## AUFTRAG
Schreib alle folgenden Zeilen Zeichen für Zeichen ab, lass dabei aber das Bild weg.

## GEGEBENE ZEILEN
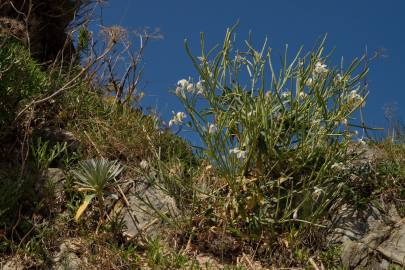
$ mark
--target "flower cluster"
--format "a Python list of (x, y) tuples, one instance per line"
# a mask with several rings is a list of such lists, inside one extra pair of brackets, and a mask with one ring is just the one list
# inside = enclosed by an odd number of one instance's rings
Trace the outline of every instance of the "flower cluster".
[(185, 92), (188, 92), (190, 94), (192, 93), (197, 93), (198, 95), (204, 95), (205, 93), (205, 86), (204, 86), (204, 80), (200, 80), (197, 82), (196, 85), (190, 82), (189, 80), (186, 79), (181, 79), (180, 81), (177, 82), (177, 87), (176, 87), (176, 95), (181, 96), (185, 98)]
[(214, 124), (210, 124), (209, 127), (208, 127), (208, 133), (209, 134), (214, 134), (214, 133), (217, 133), (217, 132), (218, 132), (217, 126), (214, 125)]
[(186, 118), (186, 114), (184, 112), (176, 113), (173, 116), (173, 118), (169, 121), (169, 127), (172, 127), (173, 125), (182, 124), (185, 118)]
[(305, 81), (306, 86), (312, 87), (319, 76), (322, 76), (328, 72), (329, 69), (327, 69), (327, 65), (323, 64), (321, 61), (316, 62), (315, 68), (312, 72), (312, 78), (308, 78)]
[(353, 90), (350, 92), (350, 94), (347, 97), (347, 103), (349, 106), (355, 107), (358, 105), (361, 105), (362, 107), (365, 106), (365, 101), (364, 98), (357, 93), (356, 90)]
[(244, 159), (246, 158), (247, 153), (246, 151), (240, 150), (239, 148), (236, 147), (229, 150), (229, 154), (236, 155), (238, 159)]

## ERGEBNIS DIESER AUFGABE
$ mark
--target "flower cluster"
--format "a Python list of (x, y) tuples, one instance per line"
# a mask with several rings is a list of such lists, inside one extra pair of brackets, and a mask with one ring is just the one list
# inside = enclosed by an odd number of one instance's rings
Trace the outline of every instance of the "flower cluster".
[(185, 92), (188, 92), (190, 94), (192, 93), (197, 93), (198, 95), (204, 95), (205, 93), (205, 86), (204, 86), (204, 80), (200, 80), (197, 82), (196, 85), (190, 82), (189, 80), (186, 79), (181, 79), (180, 81), (177, 82), (177, 87), (176, 87), (176, 95), (181, 96), (185, 98)]
[(214, 124), (210, 124), (209, 127), (208, 127), (208, 133), (209, 134), (214, 134), (214, 133), (217, 133), (217, 132), (218, 132), (217, 126), (214, 125)]
[(186, 118), (186, 114), (184, 112), (176, 113), (173, 116), (173, 118), (169, 121), (169, 127), (172, 127), (173, 125), (182, 124), (185, 118)]
[(305, 81), (306, 86), (312, 87), (319, 76), (322, 76), (328, 72), (329, 69), (327, 69), (327, 65), (323, 64), (321, 61), (316, 62), (315, 68), (312, 72), (312, 78), (308, 78)]
[(353, 90), (350, 92), (350, 94), (347, 97), (347, 103), (349, 106), (355, 107), (358, 105), (361, 105), (362, 107), (365, 106), (365, 101), (364, 98), (357, 93), (356, 90)]
[(244, 159), (246, 158), (247, 153), (246, 151), (240, 150), (239, 148), (236, 147), (229, 150), (229, 154), (236, 155), (238, 159)]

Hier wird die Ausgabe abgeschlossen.